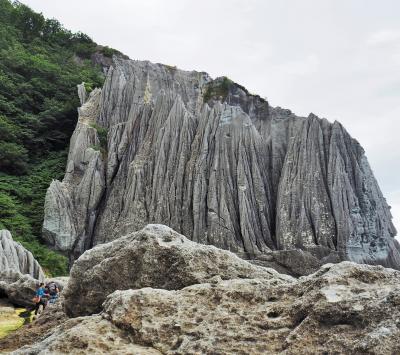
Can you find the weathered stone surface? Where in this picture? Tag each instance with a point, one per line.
(343, 308)
(13, 256)
(220, 166)
(70, 207)
(18, 288)
(87, 335)
(155, 257)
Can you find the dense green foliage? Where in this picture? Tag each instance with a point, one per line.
(40, 65)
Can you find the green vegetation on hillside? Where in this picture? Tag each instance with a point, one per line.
(40, 65)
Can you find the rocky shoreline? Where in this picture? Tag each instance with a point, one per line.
(161, 293)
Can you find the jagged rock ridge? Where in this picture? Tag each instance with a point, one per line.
(13, 256)
(220, 166)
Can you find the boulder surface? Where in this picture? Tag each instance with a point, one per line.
(343, 308)
(13, 256)
(156, 257)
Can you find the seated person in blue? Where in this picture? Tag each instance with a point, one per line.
(40, 298)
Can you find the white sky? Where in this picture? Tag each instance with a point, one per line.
(339, 59)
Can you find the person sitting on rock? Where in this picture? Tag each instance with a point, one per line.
(40, 298)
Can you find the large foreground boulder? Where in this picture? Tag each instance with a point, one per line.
(343, 308)
(155, 257)
(13, 256)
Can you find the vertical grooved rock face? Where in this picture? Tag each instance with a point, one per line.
(161, 145)
(13, 256)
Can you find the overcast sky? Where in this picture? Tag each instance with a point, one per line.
(339, 59)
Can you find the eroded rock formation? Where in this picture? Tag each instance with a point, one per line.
(161, 145)
(155, 257)
(234, 308)
(13, 256)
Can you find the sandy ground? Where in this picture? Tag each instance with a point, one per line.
(30, 333)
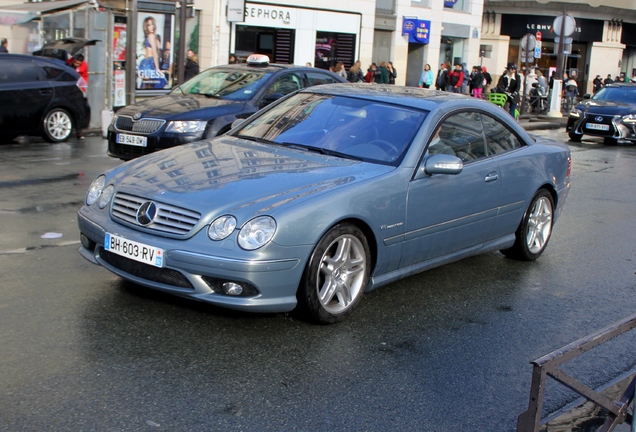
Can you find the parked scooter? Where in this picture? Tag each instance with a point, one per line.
(538, 98)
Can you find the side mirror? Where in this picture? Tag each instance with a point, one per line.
(271, 98)
(443, 164)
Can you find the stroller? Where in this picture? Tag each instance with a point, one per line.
(501, 99)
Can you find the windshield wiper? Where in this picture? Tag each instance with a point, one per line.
(256, 139)
(321, 150)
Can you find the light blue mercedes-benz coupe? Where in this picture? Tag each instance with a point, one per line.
(332, 191)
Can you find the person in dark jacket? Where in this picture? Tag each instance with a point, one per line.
(442, 77)
(382, 74)
(392, 72)
(456, 79)
(476, 82)
(510, 83)
(191, 67)
(487, 77)
(597, 84)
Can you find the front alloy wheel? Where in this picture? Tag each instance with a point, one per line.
(57, 125)
(336, 275)
(533, 234)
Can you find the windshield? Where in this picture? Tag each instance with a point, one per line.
(617, 94)
(337, 125)
(225, 84)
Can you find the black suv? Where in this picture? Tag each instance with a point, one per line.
(206, 105)
(610, 114)
(40, 96)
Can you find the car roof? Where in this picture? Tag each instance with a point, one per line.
(56, 62)
(275, 67)
(415, 97)
(615, 84)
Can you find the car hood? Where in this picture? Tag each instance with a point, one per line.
(230, 175)
(182, 107)
(604, 107)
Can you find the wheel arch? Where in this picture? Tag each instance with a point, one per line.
(368, 233)
(552, 190)
(68, 109)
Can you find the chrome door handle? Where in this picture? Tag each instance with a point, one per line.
(491, 177)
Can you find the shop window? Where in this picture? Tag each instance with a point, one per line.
(457, 5)
(421, 3)
(56, 26)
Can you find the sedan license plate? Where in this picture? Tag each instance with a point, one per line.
(597, 126)
(132, 140)
(133, 250)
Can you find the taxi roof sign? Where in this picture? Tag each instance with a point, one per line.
(258, 60)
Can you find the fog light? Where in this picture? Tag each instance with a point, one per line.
(232, 288)
(87, 243)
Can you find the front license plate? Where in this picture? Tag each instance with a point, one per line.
(133, 250)
(132, 140)
(597, 126)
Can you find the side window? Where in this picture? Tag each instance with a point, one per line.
(285, 84)
(18, 70)
(55, 73)
(460, 135)
(317, 78)
(499, 138)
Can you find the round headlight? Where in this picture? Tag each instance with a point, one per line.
(107, 194)
(257, 232)
(95, 190)
(222, 227)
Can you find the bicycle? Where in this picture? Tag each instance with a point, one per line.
(501, 99)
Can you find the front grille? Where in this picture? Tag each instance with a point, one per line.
(599, 119)
(127, 151)
(169, 219)
(142, 126)
(144, 271)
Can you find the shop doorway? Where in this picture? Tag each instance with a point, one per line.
(277, 44)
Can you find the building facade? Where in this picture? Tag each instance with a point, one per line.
(410, 33)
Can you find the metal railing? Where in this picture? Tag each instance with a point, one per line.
(548, 366)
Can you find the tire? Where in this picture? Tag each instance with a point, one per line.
(575, 137)
(57, 126)
(535, 229)
(336, 275)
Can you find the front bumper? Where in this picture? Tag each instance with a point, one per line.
(155, 142)
(599, 125)
(270, 284)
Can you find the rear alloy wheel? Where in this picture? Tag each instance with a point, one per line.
(533, 234)
(57, 125)
(336, 275)
(575, 137)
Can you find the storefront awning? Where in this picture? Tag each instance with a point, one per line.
(25, 12)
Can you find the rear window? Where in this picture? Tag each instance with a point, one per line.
(617, 94)
(317, 78)
(18, 70)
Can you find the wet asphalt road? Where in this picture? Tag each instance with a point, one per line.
(445, 350)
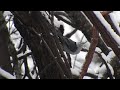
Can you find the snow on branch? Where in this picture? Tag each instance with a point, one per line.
(107, 26)
(6, 74)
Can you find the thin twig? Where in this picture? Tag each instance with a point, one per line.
(88, 59)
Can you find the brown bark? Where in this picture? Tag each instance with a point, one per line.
(4, 54)
(88, 59)
(80, 22)
(104, 33)
(35, 30)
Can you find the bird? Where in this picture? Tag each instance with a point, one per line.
(69, 45)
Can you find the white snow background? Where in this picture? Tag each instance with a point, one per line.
(94, 67)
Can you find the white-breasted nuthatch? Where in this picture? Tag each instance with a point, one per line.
(69, 45)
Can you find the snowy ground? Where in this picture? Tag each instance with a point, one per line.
(95, 65)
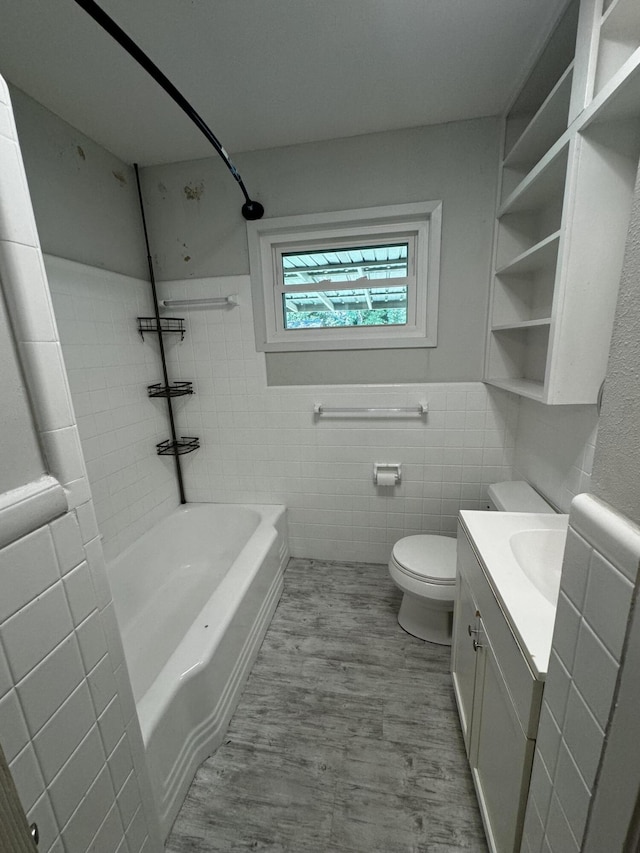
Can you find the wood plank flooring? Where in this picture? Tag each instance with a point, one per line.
(346, 738)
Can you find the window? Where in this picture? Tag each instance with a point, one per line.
(353, 279)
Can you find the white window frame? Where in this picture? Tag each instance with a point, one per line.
(269, 238)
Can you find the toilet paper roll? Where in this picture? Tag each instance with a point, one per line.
(385, 478)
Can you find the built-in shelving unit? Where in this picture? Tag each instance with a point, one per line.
(618, 40)
(571, 150)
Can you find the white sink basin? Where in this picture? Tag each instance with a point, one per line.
(539, 554)
(521, 556)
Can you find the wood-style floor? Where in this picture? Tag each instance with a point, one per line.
(346, 738)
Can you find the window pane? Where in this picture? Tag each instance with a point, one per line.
(379, 306)
(355, 263)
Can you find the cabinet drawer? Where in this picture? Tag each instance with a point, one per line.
(525, 690)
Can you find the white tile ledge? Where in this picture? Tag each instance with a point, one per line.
(29, 507)
(612, 534)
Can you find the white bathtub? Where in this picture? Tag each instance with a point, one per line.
(194, 597)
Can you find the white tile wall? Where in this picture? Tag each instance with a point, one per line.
(55, 679)
(61, 718)
(264, 445)
(600, 565)
(554, 449)
(109, 368)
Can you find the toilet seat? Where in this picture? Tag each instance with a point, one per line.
(427, 558)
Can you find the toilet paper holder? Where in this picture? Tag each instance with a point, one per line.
(387, 473)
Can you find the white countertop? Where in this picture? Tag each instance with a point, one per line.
(530, 616)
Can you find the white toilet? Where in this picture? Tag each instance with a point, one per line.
(424, 567)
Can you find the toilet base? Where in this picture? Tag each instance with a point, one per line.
(427, 623)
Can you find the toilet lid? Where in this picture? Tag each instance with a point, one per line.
(430, 558)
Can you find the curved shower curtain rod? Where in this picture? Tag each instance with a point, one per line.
(250, 209)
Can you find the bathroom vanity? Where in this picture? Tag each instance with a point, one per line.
(508, 576)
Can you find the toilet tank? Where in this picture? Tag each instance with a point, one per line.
(516, 496)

+-------+

## SHORT TASK
Nothing outside the span should appear: transcribe the lines from the one containing "Can you find the toilet seat?" through the last line of the records.

## EXERCISE SOLUTION
Can you find the toilet seat? Where in this picture? Tag each instance with a point, one per line.
(427, 558)
Can you find the toilet paper holder? Where in this picture? Tag each instance with a point, one per line.
(387, 473)
Can you find the white countertop? Where in this picture? Tag each instance with a point, one per line.
(530, 616)
Can you find the white toilet? Where in this picture? Tag each instance with a point, one per line.
(424, 567)
Can you find the toilet base? Where in this picture? Tag each instance with a point, one per line.
(427, 623)
Can you find the toilet lid? Where in this picture? Tag each instance with a point, one per line.
(430, 558)
Can you find the curved shower curtain rod? Where in this picture? Tag each instance with a point, one per line.
(250, 209)
Can you find the bathroom vanity? Where in this picture? Tag each instance with a point, one per line.
(508, 576)
Can you find the toilet tank? Where in this picture? Tag each instance with a point, one per line.
(516, 496)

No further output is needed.